[Data listing]
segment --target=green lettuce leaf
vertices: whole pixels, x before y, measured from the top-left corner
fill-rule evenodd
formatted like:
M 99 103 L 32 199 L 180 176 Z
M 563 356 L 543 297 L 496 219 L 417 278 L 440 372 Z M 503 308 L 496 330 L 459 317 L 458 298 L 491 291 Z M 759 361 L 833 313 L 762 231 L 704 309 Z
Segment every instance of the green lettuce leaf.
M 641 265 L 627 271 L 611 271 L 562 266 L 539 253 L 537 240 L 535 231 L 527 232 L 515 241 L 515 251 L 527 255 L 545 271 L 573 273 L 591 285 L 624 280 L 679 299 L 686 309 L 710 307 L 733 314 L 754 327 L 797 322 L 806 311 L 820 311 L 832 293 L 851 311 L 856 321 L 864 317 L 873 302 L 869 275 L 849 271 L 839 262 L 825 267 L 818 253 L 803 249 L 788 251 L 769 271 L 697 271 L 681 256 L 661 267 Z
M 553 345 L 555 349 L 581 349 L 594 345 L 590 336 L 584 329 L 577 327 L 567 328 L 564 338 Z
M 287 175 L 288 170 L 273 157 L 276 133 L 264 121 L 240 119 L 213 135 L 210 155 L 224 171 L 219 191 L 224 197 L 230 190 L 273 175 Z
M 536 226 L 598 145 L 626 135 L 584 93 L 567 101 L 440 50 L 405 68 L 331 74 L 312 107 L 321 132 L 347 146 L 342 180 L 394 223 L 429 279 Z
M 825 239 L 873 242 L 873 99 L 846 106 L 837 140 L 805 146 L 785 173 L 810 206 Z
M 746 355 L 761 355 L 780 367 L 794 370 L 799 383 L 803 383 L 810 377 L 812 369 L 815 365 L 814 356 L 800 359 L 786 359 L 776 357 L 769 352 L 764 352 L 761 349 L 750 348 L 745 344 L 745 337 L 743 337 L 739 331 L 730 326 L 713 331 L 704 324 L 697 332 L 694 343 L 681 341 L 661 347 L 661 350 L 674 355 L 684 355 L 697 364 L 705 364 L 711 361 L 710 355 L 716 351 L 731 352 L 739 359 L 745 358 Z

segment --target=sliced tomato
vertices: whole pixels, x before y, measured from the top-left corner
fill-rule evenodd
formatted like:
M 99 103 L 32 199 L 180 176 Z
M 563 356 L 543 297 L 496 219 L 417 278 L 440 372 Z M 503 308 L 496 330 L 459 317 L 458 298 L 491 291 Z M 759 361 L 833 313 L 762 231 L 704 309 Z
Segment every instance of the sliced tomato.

§ **What needs to be done**: Please turn all of the material above into a numbered list, leaving out any blank lines.

§ **Response for this exercise**:
1. segment --target=green lettuce leaf
2. vertices: whole pixels, x before y, measured from the top-left corner
3. fill-rule evenodd
4. formatted like:
5. M 99 103 L 32 199 L 180 176 Z
6. M 563 356 L 543 297 L 496 219 L 417 278 L 440 372 Z M 503 308 L 496 330 L 459 317 L 458 298 L 491 291 Z M 759 361 L 833 313 L 762 231 L 704 309 Z
7. Segment every instance of the green lettuce leaf.
8. M 641 265 L 627 271 L 611 271 L 562 266 L 539 253 L 537 240 L 535 231 L 527 232 L 515 241 L 515 251 L 527 255 L 545 271 L 573 273 L 591 285 L 624 280 L 679 299 L 686 309 L 710 307 L 733 314 L 754 327 L 797 322 L 806 311 L 820 311 L 832 293 L 851 311 L 856 321 L 864 317 L 873 302 L 869 275 L 849 271 L 839 262 L 825 267 L 818 253 L 803 249 L 788 251 L 769 271 L 697 271 L 681 256 L 661 267 Z
9. M 553 345 L 555 349 L 581 349 L 594 345 L 590 336 L 584 329 L 577 327 L 567 328 L 564 338 Z
10. M 287 175 L 288 170 L 273 157 L 276 133 L 264 121 L 240 119 L 213 135 L 210 155 L 224 171 L 219 191 L 224 197 L 230 190 L 273 175 Z
11. M 536 226 L 598 145 L 626 135 L 584 93 L 567 101 L 440 50 L 405 68 L 331 74 L 312 107 L 321 132 L 347 146 L 342 180 L 394 223 L 429 279 Z
12. M 825 239 L 873 242 L 873 99 L 846 106 L 837 140 L 805 146 L 785 173 L 810 206 Z
13. M 746 355 L 761 355 L 780 367 L 794 370 L 799 383 L 803 383 L 810 377 L 812 369 L 815 365 L 814 356 L 800 359 L 786 359 L 776 357 L 769 352 L 764 352 L 761 349 L 750 348 L 745 344 L 745 337 L 743 337 L 739 331 L 730 326 L 713 331 L 704 324 L 697 332 L 694 343 L 681 341 L 661 347 L 661 350 L 674 355 L 684 355 L 697 364 L 705 364 L 711 361 L 710 355 L 716 351 L 731 352 L 739 359 L 745 358 Z
14. segment --target=sliced tomato
15. vertices: whole pixels, x before y, measured from the top-left corner
16. fill-rule evenodd
17. formatted like:
18. M 99 103 L 32 199 L 180 176 Z
19. M 563 356 L 543 297 L 496 219 L 417 278 L 440 372 Z M 503 308 L 496 330 L 459 317 L 458 298 L 491 291 Z M 759 361 L 833 313 L 762 231 L 704 309 Z
20. Segment every instance of the sliced tomato.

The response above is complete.